-- Ausgangstext --
● ● ● ● ●

St. Pölten – Der gnadenlose Heuchler Tartuffe schleust sich in Molières gleichnamiger Komödie in die Familie des Orgon ein, um diese nach Strich und Faden auszunehmen. Er prahlt mit seinen hochtrabenden Moralvorstellungen, ja flennt sogar über das erloschene Leben eines Flohs!
Alle durchschauen die Arglist dieser Gutmensch-Show, nur Orgon (leidenschaftlich blindwütig: Tobias Voigt), Hausherr und offenbar ein Mann mit masochistischem Begehr, labt sich an den selbstgeißelnden Szenen seines Hausgastes. In quasierotischer Zuneigung presst Orgon Leib und Lippen an die Tür, hinter der Tartuffe Wohnung bezogen hat. Auch Orgons Mutter (Julia von Sell) ist begierig nach Demutslektionen – kann sein, die Dynastie hat eine Sadomaso-Prägung.
Glanz der Perfidie
Alles ist auf der strahlend unschuldsweißen Bühne des Landestheaters Niederösterreich (Ildikó Tihanyi), auf der ein wenig kunstgewerblich Transparentwände hin und her geschoben werden, zentral auf diese Tür hin ausgerichtet. Doch Tartuffe entert erst nach der Pause den Raum, im vollen Glanz der Perfidie: Die Falschheit seiner Akkuratesse, die degoutant-beflissene, frömmelnde Akrobatik seines Tuns, der schmierige Singsang seiner Rede – man ist von diesem Schleimer (super: Albrecht Abraham Schuch) hingerissen. Er bleckt die Zähne wie ein Wolf und trägt dazu ein edles Hemd.

● ● ● ● ●

-- Bereitgestellte Daten --

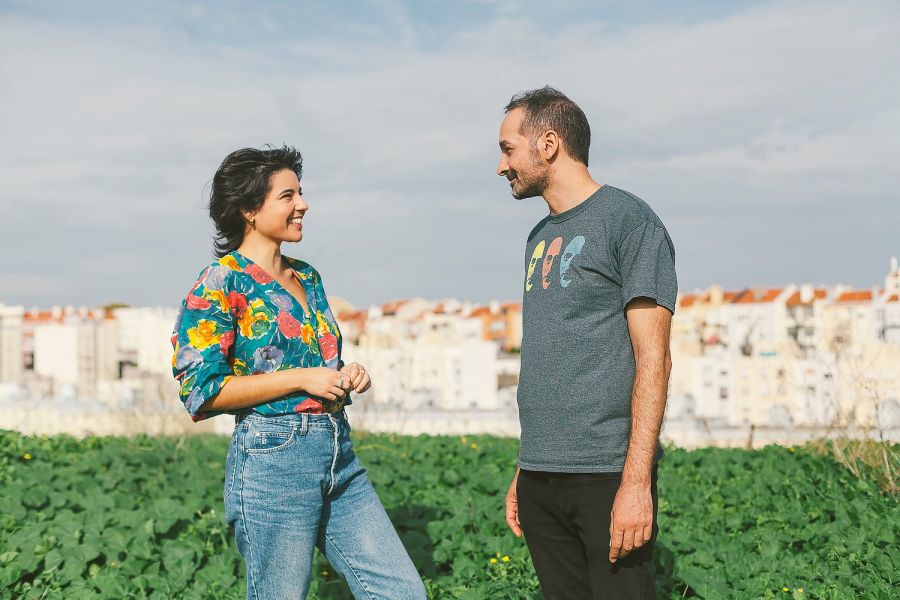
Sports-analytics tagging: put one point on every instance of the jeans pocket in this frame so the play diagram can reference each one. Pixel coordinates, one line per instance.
(231, 462)
(264, 438)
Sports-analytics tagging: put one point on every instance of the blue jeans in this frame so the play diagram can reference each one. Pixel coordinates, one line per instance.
(293, 483)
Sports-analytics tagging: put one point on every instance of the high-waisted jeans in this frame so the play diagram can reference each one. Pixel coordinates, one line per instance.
(293, 483)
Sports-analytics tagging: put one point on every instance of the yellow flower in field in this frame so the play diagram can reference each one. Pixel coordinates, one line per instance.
(203, 335)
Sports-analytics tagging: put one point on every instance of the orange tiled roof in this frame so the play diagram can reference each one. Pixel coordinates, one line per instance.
(757, 296)
(818, 294)
(391, 307)
(855, 296)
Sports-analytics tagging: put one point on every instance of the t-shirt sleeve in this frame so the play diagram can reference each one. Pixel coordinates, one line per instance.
(203, 337)
(647, 265)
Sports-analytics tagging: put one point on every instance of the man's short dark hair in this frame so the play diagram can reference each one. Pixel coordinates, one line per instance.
(548, 108)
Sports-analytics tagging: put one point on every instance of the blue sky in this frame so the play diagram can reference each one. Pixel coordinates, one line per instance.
(764, 134)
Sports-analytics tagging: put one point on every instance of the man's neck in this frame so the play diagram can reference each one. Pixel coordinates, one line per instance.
(568, 191)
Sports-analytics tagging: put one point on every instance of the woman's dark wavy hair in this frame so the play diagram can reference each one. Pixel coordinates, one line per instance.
(240, 184)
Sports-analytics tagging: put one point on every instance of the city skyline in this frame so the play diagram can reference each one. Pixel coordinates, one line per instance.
(348, 304)
(769, 162)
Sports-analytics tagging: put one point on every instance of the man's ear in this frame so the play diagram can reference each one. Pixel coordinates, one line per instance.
(549, 145)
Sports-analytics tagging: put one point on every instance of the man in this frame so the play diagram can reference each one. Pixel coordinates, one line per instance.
(599, 295)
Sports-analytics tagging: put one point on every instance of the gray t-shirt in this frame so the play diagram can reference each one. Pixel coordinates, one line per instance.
(582, 267)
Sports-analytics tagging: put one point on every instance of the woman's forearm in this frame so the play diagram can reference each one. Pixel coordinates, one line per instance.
(244, 391)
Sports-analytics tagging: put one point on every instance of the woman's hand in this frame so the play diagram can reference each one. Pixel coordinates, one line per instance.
(325, 383)
(359, 378)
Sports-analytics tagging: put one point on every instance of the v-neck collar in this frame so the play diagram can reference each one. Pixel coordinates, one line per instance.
(307, 289)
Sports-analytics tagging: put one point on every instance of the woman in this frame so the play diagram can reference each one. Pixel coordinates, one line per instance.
(256, 338)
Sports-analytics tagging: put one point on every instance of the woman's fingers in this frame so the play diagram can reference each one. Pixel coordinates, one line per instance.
(364, 384)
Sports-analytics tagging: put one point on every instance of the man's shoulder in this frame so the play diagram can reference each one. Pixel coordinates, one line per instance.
(627, 210)
(537, 228)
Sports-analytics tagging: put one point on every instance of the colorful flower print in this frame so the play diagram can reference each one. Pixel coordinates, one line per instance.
(258, 275)
(288, 325)
(203, 335)
(238, 321)
(328, 345)
(267, 359)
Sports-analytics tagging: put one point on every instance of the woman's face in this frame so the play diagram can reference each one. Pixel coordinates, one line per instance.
(280, 217)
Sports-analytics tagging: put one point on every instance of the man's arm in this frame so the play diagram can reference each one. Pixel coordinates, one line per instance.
(631, 523)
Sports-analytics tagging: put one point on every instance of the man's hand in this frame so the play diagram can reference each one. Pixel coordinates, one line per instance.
(512, 507)
(631, 522)
(358, 377)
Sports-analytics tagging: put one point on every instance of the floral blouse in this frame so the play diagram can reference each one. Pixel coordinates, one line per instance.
(237, 320)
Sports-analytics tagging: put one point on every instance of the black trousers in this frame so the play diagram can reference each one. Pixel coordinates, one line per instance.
(565, 518)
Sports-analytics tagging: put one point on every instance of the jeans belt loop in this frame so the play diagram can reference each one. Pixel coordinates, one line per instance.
(304, 423)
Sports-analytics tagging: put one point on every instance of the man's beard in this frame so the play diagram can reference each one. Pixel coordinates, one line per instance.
(533, 183)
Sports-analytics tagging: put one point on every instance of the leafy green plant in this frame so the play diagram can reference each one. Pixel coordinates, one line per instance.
(142, 517)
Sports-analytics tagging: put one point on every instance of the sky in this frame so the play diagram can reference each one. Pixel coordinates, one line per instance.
(766, 136)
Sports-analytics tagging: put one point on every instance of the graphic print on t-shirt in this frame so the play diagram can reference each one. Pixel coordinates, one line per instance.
(552, 253)
(538, 252)
(573, 249)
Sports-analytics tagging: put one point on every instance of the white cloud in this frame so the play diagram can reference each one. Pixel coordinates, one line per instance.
(116, 129)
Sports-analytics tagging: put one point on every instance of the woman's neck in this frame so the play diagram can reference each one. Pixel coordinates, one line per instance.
(265, 253)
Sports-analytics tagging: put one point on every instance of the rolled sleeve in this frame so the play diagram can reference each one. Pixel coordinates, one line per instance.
(203, 339)
(647, 266)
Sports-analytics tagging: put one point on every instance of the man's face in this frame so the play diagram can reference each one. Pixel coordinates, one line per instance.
(520, 162)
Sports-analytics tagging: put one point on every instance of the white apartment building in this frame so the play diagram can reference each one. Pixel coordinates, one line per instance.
(429, 356)
(12, 362)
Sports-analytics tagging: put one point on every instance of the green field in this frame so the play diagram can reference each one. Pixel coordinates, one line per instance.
(142, 518)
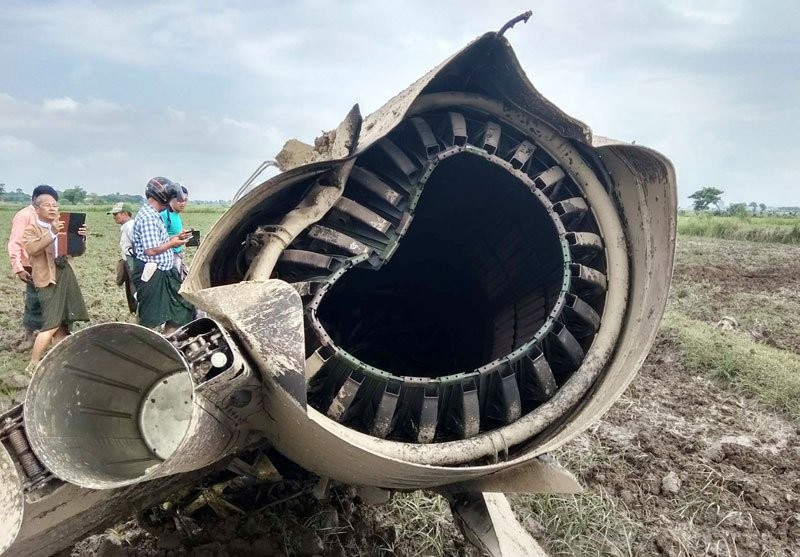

● ● ● ● ●

-- Anweisungen --
a) Beantworte anhand der Theaterkritik folgende Fragen:
(i) Über das erloschene Leben welchen Tieres flennt Tartuffe?
(ii) Wer spielt Orgons Mutter?
(iii) Zu welchem Zeitpunkt betritt Tartuffe den Raum?
b) Suche aus den Datensätzen jede Zeile heraus, in der die Zeichenfolge „sleeve“ vorkommt, und gib diese Zeilen wieder. Achte dabei auf Groß- und Kleinschreibung.

-- Antworten je Aufgabe --
a)
(i) Tartuffe flennt über das erloschene Leben eines Flohs.
(ii) Orgons Mutter wird von Julia von Sell gespielt.
(iii) Tartuffe betritt den Raum erst nach der Pause.

b)
Sports-analytics tagging: put one point on every instance of the t-shirt sleeve in this frame so the play diagram can reference each one. Pixel coordinates, one line per instance.
Sports-analytics tagging: put one point on every instance of the rolled sleeve in this frame so the play diagram can reference each one. Pixel coordinates, one line per instance.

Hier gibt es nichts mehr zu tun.